WORK REQUEST:
Go through the material below and return each line with the string "segment" in it.

SUPPLIED DATA:
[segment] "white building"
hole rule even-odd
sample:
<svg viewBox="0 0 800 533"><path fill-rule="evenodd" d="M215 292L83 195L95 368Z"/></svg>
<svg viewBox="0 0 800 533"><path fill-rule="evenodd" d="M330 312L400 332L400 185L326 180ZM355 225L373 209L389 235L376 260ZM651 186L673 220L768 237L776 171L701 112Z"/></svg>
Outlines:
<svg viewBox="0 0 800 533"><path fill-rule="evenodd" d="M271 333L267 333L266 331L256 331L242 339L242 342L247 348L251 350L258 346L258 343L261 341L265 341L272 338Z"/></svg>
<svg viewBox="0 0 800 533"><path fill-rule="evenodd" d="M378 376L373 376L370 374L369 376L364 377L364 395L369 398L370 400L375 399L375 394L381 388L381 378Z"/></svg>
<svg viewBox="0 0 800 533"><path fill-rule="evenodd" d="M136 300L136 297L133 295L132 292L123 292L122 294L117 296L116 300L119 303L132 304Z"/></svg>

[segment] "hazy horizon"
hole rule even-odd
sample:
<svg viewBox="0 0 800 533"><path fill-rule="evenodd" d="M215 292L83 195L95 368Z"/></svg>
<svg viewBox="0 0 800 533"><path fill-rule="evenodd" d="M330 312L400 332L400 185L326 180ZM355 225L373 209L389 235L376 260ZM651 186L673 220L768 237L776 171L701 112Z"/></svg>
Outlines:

EXERCISE RESULT:
[segment] "white building"
[segment] "hazy horizon"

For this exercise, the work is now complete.